Count the lines in the records below that contain the word "chair" and give only that number.

################

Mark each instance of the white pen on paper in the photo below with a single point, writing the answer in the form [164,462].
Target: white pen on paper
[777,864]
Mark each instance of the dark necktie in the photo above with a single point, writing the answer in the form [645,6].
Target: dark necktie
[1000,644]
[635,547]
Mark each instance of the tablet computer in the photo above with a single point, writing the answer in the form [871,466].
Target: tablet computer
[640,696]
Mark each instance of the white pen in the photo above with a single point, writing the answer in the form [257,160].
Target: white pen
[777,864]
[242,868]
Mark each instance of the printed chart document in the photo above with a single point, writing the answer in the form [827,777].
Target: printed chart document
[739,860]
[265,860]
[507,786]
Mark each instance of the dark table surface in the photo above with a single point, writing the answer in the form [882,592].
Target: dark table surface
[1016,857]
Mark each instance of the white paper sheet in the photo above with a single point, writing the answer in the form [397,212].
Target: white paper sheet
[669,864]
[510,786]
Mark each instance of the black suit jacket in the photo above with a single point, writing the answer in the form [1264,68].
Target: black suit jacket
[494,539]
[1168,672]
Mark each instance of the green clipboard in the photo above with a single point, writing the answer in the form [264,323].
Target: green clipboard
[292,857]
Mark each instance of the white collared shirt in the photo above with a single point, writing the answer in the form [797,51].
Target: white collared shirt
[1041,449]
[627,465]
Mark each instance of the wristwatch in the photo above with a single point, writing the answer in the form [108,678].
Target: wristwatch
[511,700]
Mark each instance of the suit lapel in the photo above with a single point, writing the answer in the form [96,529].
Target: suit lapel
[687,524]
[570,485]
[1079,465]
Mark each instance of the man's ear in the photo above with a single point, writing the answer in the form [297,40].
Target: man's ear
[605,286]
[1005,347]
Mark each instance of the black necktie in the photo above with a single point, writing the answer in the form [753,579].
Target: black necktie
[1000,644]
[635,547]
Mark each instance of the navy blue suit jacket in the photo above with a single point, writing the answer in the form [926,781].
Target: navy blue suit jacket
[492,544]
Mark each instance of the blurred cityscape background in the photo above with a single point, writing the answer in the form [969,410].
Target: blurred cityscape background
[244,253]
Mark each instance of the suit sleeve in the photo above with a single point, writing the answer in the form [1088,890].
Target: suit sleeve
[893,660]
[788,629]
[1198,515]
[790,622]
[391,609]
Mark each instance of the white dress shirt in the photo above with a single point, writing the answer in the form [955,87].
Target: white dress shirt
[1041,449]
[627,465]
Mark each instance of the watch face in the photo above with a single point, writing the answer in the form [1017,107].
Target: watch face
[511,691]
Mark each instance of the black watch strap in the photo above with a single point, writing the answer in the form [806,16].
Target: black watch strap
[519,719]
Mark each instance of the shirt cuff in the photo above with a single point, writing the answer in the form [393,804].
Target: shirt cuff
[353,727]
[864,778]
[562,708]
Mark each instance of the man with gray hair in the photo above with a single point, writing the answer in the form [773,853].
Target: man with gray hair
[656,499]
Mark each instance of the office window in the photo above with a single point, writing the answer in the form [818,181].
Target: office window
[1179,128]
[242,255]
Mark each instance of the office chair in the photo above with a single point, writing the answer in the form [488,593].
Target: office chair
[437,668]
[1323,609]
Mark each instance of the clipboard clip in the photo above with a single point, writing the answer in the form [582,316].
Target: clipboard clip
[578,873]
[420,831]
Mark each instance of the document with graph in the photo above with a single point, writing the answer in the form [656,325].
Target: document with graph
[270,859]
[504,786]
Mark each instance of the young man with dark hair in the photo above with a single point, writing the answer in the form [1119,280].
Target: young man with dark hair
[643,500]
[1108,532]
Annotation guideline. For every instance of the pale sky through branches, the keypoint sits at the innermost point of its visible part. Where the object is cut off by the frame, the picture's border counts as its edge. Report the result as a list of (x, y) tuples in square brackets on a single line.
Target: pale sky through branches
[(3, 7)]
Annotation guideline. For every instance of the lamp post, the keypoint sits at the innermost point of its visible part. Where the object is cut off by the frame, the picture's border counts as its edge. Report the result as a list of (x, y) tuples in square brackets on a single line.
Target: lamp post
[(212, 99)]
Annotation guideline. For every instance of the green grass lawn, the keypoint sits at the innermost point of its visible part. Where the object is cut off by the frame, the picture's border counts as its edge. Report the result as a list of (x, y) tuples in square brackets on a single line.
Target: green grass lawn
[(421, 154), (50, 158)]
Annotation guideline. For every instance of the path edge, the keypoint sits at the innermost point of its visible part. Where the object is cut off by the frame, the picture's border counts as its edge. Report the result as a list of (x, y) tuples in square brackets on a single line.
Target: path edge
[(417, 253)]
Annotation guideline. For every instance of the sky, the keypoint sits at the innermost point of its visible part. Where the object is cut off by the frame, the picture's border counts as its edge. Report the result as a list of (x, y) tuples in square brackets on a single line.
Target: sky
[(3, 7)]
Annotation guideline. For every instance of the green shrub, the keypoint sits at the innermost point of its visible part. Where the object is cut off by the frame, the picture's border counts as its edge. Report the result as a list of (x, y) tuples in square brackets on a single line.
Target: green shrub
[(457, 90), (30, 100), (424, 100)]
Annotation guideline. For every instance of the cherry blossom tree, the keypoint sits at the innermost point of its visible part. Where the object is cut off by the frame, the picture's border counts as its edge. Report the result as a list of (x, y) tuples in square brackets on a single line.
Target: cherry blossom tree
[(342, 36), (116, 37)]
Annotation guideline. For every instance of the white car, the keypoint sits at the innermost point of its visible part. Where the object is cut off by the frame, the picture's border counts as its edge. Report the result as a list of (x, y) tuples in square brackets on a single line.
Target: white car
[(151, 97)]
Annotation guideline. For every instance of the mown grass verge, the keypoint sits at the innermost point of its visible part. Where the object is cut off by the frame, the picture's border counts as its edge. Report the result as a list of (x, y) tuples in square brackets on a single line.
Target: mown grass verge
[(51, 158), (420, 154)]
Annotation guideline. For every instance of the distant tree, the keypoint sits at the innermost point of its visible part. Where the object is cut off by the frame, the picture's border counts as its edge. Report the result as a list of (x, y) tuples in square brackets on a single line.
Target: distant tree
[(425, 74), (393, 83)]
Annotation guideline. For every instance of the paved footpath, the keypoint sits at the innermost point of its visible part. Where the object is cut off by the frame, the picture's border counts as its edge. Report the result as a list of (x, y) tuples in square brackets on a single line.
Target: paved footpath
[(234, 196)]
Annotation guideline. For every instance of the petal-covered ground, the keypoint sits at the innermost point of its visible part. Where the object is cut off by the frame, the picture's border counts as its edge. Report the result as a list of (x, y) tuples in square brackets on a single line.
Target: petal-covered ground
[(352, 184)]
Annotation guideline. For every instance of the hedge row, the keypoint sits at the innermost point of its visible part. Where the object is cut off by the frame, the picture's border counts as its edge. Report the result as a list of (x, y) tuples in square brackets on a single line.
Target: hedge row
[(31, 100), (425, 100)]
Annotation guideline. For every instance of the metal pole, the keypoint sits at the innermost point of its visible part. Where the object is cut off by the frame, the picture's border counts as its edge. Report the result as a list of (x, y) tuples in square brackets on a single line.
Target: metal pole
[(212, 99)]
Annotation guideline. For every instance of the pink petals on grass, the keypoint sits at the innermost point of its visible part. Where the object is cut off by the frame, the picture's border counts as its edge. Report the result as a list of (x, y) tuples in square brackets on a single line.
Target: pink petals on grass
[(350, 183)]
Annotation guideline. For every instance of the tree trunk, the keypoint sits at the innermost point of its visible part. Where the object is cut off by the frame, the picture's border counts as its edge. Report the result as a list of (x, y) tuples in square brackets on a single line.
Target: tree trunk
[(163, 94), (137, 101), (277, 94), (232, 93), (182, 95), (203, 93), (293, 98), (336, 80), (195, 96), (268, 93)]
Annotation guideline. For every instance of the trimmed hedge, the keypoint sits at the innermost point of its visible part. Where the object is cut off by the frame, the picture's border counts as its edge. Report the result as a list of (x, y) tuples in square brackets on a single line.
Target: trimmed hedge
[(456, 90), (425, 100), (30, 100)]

################

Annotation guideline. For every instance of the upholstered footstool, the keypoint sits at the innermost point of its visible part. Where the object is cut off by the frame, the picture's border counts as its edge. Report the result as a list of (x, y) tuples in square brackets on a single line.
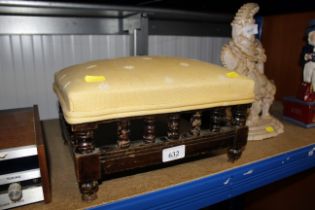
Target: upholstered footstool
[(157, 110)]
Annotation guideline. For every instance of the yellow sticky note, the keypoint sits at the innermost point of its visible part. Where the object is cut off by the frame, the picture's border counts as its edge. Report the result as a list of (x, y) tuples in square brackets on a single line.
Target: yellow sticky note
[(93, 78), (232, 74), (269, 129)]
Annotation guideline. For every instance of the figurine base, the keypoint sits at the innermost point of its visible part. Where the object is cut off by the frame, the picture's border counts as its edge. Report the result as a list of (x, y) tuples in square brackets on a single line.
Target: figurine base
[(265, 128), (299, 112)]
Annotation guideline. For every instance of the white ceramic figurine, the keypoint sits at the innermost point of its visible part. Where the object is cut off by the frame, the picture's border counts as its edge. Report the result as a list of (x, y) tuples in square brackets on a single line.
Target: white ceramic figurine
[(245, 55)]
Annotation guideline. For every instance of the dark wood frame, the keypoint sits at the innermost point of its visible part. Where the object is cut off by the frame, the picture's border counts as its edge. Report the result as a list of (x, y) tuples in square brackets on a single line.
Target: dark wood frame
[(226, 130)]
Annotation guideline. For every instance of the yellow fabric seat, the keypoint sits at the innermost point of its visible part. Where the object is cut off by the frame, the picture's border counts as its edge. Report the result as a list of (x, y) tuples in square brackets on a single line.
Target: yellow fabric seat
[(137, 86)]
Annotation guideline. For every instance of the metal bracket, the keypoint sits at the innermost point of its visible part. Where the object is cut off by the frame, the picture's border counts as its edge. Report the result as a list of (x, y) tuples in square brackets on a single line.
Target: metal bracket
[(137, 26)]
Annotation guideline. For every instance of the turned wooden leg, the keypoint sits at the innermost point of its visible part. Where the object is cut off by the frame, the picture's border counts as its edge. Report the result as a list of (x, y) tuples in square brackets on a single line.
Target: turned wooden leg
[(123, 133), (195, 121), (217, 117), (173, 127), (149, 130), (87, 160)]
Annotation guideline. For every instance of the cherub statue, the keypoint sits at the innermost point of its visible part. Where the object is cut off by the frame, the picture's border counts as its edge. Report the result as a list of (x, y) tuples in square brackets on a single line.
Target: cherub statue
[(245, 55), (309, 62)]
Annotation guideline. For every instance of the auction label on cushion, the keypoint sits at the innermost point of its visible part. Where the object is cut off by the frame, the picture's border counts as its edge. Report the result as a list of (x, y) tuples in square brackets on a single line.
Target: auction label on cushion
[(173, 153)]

################

◆ Exercise answer:
2